■ BRANO FORNITO

Insomma da centinaia di anni, il caffè fa parte della quotidianità di molti:
in tutto il mondo si definisce “pausa di metà mattina” quel momento in un orario compreso tra le 10 e le 10:30 in cui si sente la necessità impellente, irresistibile di staccare un attimo, ma in alcuni Paesi è la “pausa caffè”. Dopo due chiacchiere e un espresso, tutto va meglio e la giornata può continuare.
“Caffè?” è la domanda più semplice del mondo, a cui, anche venisse dal collega più antipatico o da una mamma petulante, non si può dire di no. Una singola parola dalle mille declinazioni: un invito, un appuntamento di routine, una richiesta disperata, un modo per spezzare il silenzio magari teso o imbarazzante creatosi attorno al tavolo, una proposta di procrastinazione, un modo per ammazzare il tempo, come canta Fiorella Mannoia.
Se la cantante romana ammazza il tempo bevendo caffè nero bollente, è tradizione nella penisola italiana “ammazzare il caffè” con un cicchetto di liquore, soprattutto alla fine di un pasto abbondante. L’obiettivo è quello di ammazzare il sapore forte del caffè in bocca. La stessa caratteristica del caffè a cui in fondo fa riferimento Mannoia nella sua canzone: quel caffè non è scuro e caldo, ma nero e bollente, entrambi aggettivi superlativi, e diventa quindi metafora di un amore intenso e travolgente, come l’aroma della bevanda.
Il caffè nasce, cresce, evolve e muore, come dotato di vita propria.
Nasce in Brasile, Vietnam, Indonesia e Colombia, tra i principali produttori di caffè al mondo, dalla lavorazione dei chicchi.
Si trasforma in prodotto finito con la tostatura, un tempo artigianale, fatta in casa, per la quale addirittura Pellegrino Artusi dispensava consigli nel suo celebre libro di ricette La scienza in cucina e l’arte di mangiar bene. Oggi è invece quasi sempre industriale.
La fase di evoluzione dipende dal destino dei chicchi di caffè tostati: sono molteplici le bevande che si possono preparare a partire dall’espresso. Se è corto, diventa ristretto, se ha meno caffeina del normale è decaffeinato, se è allungato con acqua si trasforma in americano; se si aggiunge latte è macchiato, ma se il latte è caldo e spumoso, ecco allora che diventa schiumato.
Qualche goccia di superalcolico e diventa corretto e ci sono diversi modi di fare tale correzione.

■ Righe del dataset
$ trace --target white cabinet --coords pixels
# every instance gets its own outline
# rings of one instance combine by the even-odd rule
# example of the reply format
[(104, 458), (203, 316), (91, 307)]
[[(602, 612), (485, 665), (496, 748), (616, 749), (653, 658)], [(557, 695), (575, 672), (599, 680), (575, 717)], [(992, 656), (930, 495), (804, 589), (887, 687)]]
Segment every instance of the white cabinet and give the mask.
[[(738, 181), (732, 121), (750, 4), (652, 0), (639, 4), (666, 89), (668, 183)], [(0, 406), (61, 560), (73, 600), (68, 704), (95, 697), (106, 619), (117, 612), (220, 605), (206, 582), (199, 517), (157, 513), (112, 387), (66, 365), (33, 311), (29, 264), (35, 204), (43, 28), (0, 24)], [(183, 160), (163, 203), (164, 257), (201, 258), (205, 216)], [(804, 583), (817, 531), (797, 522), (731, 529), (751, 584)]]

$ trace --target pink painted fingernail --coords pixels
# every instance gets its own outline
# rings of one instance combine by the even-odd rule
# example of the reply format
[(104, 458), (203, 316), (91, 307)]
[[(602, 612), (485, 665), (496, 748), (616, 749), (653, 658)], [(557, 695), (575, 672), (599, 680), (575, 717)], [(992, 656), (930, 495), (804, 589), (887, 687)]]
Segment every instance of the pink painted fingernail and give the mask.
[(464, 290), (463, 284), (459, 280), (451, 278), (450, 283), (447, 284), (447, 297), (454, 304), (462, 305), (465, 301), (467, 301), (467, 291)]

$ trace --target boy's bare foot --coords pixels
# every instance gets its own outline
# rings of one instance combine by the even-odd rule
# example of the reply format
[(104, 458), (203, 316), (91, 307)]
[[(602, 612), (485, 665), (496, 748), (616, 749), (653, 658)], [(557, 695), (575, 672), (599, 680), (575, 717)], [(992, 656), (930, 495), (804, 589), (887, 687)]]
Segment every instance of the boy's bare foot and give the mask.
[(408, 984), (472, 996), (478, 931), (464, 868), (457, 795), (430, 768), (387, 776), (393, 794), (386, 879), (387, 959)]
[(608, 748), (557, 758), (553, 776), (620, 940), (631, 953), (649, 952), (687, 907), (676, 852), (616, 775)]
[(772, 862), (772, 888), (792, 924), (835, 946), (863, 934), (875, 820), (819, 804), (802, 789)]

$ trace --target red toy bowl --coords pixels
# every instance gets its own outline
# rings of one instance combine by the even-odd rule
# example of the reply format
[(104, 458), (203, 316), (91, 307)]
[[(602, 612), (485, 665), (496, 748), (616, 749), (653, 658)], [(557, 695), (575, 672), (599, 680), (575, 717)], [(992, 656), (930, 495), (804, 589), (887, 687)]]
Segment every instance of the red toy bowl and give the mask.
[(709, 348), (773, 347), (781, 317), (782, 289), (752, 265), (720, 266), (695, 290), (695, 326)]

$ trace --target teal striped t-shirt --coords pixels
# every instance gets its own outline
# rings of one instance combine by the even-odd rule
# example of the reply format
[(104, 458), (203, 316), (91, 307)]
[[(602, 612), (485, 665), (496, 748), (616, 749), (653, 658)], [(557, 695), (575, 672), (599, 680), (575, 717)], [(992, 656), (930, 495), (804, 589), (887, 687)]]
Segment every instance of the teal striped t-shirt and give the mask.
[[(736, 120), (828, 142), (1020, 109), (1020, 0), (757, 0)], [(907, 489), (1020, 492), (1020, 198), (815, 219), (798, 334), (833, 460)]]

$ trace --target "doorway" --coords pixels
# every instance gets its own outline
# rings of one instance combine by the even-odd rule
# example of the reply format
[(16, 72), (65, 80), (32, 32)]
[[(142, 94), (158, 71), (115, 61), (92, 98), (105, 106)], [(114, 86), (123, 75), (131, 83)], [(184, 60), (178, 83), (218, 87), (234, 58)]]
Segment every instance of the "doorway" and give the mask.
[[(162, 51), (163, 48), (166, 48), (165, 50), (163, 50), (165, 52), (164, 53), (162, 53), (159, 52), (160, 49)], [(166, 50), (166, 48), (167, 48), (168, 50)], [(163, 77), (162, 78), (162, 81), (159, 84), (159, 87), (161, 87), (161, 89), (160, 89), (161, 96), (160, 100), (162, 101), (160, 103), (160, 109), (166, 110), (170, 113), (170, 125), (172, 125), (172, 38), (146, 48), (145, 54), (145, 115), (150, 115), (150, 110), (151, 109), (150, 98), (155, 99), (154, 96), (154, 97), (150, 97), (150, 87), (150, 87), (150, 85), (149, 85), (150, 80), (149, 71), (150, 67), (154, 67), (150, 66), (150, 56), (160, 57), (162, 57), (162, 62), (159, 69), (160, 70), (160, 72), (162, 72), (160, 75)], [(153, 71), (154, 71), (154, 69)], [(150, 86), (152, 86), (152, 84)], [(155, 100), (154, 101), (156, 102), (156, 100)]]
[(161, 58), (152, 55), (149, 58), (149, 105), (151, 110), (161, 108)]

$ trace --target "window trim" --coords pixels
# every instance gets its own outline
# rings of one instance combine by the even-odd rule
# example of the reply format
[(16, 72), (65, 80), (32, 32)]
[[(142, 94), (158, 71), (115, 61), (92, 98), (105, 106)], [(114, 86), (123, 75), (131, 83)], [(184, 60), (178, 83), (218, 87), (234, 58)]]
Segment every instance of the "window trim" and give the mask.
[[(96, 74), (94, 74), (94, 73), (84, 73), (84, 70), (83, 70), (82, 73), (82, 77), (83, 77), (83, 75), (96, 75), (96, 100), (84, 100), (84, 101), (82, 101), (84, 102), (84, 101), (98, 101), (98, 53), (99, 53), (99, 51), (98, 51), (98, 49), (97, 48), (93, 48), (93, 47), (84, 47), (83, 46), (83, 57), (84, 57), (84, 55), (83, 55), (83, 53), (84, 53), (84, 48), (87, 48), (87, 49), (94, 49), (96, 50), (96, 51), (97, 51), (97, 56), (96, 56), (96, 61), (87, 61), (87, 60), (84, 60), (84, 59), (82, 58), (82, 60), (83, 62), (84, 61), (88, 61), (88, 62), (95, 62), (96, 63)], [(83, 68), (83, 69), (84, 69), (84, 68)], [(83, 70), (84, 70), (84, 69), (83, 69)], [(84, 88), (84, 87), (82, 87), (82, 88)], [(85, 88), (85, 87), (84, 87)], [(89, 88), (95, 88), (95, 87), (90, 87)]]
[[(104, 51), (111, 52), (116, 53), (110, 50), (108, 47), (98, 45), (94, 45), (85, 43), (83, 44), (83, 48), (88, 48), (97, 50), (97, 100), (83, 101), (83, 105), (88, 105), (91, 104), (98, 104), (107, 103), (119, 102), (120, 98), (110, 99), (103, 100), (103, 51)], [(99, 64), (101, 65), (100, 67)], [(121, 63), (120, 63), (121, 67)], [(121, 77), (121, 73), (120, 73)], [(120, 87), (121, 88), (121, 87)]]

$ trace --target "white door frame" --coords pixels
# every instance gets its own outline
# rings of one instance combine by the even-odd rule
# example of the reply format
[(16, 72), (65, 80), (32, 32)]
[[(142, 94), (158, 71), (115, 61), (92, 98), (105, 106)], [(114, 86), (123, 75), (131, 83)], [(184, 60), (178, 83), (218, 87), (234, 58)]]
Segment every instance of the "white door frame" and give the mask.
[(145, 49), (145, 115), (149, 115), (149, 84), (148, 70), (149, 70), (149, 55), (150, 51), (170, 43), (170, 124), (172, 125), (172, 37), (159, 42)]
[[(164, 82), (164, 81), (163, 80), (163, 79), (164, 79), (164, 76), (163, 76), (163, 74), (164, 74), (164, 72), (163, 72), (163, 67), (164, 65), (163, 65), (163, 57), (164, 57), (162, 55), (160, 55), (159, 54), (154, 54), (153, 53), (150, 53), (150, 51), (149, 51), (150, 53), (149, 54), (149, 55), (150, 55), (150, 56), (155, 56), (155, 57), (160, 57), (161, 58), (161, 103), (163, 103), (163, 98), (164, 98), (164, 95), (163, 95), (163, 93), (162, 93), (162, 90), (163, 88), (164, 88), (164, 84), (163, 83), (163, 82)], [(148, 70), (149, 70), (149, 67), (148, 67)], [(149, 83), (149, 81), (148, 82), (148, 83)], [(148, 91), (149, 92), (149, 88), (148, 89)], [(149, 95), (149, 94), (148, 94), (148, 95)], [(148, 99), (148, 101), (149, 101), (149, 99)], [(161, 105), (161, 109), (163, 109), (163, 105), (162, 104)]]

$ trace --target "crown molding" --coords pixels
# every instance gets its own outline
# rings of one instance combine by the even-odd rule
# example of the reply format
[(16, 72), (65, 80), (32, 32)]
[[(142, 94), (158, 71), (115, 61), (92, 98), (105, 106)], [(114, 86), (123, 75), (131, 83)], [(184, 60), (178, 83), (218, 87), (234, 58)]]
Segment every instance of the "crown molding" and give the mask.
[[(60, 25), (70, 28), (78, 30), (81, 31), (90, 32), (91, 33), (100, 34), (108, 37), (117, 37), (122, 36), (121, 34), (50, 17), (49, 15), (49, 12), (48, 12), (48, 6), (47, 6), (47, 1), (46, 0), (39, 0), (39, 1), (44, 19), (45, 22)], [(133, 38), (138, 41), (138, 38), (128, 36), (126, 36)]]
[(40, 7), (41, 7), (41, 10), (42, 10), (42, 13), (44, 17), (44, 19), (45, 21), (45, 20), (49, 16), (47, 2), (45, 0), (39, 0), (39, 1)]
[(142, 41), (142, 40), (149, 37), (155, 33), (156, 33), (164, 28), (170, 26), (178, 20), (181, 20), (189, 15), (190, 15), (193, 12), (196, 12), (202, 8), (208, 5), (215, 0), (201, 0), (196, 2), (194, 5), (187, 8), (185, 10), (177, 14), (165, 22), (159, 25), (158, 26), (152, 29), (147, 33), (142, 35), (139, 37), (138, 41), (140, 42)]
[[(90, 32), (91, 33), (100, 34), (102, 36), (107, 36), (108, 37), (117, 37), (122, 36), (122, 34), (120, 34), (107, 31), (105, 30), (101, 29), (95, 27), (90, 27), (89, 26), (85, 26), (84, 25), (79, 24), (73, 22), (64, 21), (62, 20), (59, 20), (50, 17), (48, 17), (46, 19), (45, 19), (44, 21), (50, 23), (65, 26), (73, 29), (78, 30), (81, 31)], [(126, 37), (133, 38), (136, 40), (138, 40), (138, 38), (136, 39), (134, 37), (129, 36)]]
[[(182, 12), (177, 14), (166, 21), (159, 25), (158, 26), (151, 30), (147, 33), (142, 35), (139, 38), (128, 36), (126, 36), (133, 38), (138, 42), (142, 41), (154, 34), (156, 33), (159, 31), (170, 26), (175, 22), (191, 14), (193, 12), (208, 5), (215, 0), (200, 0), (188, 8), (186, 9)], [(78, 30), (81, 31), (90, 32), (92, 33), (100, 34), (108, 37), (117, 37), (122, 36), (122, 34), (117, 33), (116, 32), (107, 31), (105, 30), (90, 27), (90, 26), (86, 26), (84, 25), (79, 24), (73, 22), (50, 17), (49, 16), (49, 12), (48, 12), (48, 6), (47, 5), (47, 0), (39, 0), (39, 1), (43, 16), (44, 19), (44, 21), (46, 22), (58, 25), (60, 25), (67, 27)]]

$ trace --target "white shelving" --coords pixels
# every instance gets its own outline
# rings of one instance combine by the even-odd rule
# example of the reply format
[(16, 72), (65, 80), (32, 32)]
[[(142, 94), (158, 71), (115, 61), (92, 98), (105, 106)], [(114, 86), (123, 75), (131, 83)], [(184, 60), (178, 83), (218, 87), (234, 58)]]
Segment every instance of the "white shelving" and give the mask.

■ ESERCIZI
**A)** Trascrivi dal brano sul caffè tutto il tratto che va da "Nasce in Brasile, Vietnam, Indonesia" giù fino a "quasi sempre industriale.".
**B)** Mostra ogni riga dei record che contiene la stringa "striped", distinguendo tra maiuscole e minuscole.

■ SOLUZIONI
**A)**
Nasce in Brasile, Vietnam, Indonesia e Colombia, tra i principali produttori di caffè al mondo, dalla lavorazione dei chicchi.
Si trasforma in prodotto finito con la tostatura, un tempo artigianale, fatta in casa, per la quale addirittura Pellegrino Artusi dispensava consigli nel suo celebre libro di ricette La scienza in cucina e l’arte di mangiar bene. Oggi è invece quasi sempre industriale.

**B)**
$ trace --target teal striped t-shirt --coords pixels
Segment every instance of the teal striped t-shirt and give the mask.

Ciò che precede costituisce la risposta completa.